-- Extracted text --
◇ ◇ ◇

Musical Discoveries: Leslie, please will you tell us about your musical formation and background leading to American Idol.
Leslie Hunt: I was raised by a family of musicians, and music was always a big part of our day to day life. I learned to sing at a very young age and I always knew that I wanted to be a singer.
By the time I auditioned for American Idol, I had been a working musician since high school, and was in a number of bands around the Chicago area.
I had been singing in both original music and cover bands, and I think that my voice has developed the way that it has because of all of the diverse music that I've been singing over the years.
What can you tell us about your solo album?
Everyone that has heard it has dug it, as far as I know! It's a body of work that I'm very proud of, and that represents my life during varies stages and mindsets. It was a very big undertaking, and I could not be more pleased with the way that it turned out.
How did things go for you on Idol?
Things went fine for me on Idol. I think the producers saw something different in me, and were hoping that I would introduce some variety to the show's content. I didn't choose my songs very wisely in hindsight, because at the time of my audition, I had been singing a lot of soul and funk and was quite certain that I was a soul singer.
Now, as I have developed a distinctive style, and have become keenly aware of my voice's strengths, I would have played those up more. When voting time came, I sang "Natural Woman" and "Feeling Good." I scatted, mistakingly mimicking Nina Simone's exact style of handling the scat, which I think sounded unnatural. Scat needs to be sincere and totally improvised, and I learned that the hard way!
And how did the Idol experience lead to your connection with District 97?
I went to college with my bandmates, but we didn't really know each other that well because I was a composition major and they were all jazz majors. After our college days were over, Jonathan (the drummer/primary composer) became a fan of a band that I was in for a little while called Mark Twang.
After Idol, he contacted me and asked if I would be willing to open up for District 97, as they were instrumental back then, and I gladly obliged. After sticking around and witnessing the wizardry that is, and always has been, District 97, I was blown away and yearning to get involved. Jonathan was down with the idea and got to work on some music that contained vocals.
About four months later, I joined the band officially, and the rest is history!
How would you say you've adapted your vocal work to the District 97 sound?
Being in a band like District 97 has really changed my instrument for the better. My range is constantly being pushed to new heights, my stamina keeps getting better, and my pitch accuracy is becoming highly developed in order to sing some of the melodies in our music. As a performer, I am able to channel so much theatrical energy and exorcise so many demons in this band, which has also effected the way I approach singing as a means of expression.
After these songs for the District 97 album were recorded, what did you do next? How did you get them "out there"?
Honestly, Jonathan did basically everything! I'm pretty sure he sent out promo copies to labels, which resulted in us getting signed to a great label--Laser's Edge--that has turned out to be the best decision we have made thus far.

◇ ◇ ◇

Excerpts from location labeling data
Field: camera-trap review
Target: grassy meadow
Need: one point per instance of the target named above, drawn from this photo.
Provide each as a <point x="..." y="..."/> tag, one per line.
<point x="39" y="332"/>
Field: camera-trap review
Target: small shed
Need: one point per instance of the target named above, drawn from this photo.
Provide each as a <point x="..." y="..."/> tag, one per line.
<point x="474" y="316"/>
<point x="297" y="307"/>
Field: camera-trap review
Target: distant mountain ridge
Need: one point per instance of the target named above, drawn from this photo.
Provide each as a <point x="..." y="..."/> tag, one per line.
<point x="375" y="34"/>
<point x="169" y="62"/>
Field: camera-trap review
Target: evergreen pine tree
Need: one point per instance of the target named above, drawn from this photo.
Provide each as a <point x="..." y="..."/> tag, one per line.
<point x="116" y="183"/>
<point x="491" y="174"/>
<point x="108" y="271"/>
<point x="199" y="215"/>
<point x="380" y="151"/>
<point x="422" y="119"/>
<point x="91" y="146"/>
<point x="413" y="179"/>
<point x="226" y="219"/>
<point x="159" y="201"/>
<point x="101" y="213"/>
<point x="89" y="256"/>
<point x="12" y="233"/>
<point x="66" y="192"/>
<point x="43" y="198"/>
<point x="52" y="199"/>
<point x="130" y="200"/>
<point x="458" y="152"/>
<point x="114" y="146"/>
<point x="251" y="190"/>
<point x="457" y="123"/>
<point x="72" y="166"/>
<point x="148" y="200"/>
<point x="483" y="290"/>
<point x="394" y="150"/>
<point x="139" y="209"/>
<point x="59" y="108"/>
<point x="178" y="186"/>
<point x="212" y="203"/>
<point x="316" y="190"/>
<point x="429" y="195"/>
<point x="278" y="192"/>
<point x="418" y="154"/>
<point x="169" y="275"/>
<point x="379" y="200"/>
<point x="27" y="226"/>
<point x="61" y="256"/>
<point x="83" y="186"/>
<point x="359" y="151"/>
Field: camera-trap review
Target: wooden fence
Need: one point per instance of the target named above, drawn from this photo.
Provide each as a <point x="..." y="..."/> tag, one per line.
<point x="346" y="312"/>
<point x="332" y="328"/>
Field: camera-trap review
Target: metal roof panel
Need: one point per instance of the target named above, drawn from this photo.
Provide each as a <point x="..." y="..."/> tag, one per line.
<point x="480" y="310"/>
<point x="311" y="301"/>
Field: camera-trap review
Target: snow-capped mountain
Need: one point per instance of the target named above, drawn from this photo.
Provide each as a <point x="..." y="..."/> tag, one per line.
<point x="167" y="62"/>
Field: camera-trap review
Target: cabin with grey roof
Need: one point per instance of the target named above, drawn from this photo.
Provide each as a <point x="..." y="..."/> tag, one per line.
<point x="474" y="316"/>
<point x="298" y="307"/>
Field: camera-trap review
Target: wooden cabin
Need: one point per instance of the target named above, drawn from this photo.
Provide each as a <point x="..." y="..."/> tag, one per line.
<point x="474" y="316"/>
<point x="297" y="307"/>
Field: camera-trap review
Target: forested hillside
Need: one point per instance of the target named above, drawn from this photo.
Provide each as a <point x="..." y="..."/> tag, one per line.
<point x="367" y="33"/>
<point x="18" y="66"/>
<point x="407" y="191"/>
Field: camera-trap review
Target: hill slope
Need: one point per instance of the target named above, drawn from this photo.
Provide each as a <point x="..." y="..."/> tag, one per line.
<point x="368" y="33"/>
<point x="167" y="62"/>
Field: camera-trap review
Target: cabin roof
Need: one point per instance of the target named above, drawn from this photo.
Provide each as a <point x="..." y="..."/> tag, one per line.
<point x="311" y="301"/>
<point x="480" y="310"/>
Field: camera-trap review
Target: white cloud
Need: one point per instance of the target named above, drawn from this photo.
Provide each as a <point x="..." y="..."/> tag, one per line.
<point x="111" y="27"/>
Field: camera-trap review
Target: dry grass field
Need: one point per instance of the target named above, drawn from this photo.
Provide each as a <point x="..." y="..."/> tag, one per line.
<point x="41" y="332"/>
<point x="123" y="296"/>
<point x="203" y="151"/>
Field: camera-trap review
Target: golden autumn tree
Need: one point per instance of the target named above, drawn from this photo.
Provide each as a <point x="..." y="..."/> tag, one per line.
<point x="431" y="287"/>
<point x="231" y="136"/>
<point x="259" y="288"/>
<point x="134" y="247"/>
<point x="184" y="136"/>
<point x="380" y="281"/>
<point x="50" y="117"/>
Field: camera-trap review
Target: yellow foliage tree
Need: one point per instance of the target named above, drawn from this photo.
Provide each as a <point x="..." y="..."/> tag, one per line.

◇ ◇ ◇

-- Instructions --
1. In the interview with Leslie Hunt, list the three qualities of Leslie Hunt's voice named in the sentence that begins "My range is constantly being pushed."
2. Pick up the Leslie Hunt interview after its last answer and carry it forward.
These records have no connection to the Leslie Hunt interview.

-- Responses --
1. Range, stamina, pitch accuracy

2.
Tell us about your live performances. How do the audiences react?
My favorite thing in the whole wide world lately is performing live with this band, besides being the mother of my one-year-old daughter. The audiences usually react very favorably, making a special effort to let us know that they were blown away. They express an appreciation for the fact that we take a complex, at times slightly unaccessible genre like progressive rock and put a pop spin on in, opening the door to more listeners and giving the genre more of a youthful glow.
My onstage persona is basically my real life persona magnified. I have a ton of energy and am very much in touch with my emotions, however strong they might be. I am also a huge goofball, and am able to lighten the mood between songs with my weird sense of humor. At least it seems that way.
Before a show, I get focused; during, I go nuts; and afterwards, I smile ear to ear, so proud of the band that I'm in and the experience that we provided. Before a show, I keep to myself; during, I look people square in the eyes and try and get an exchange going; and afterwards, I feel very social and love to meet new people.
How important do you think "image" to a female recording artist these days where so much visual information is portrayed in the media?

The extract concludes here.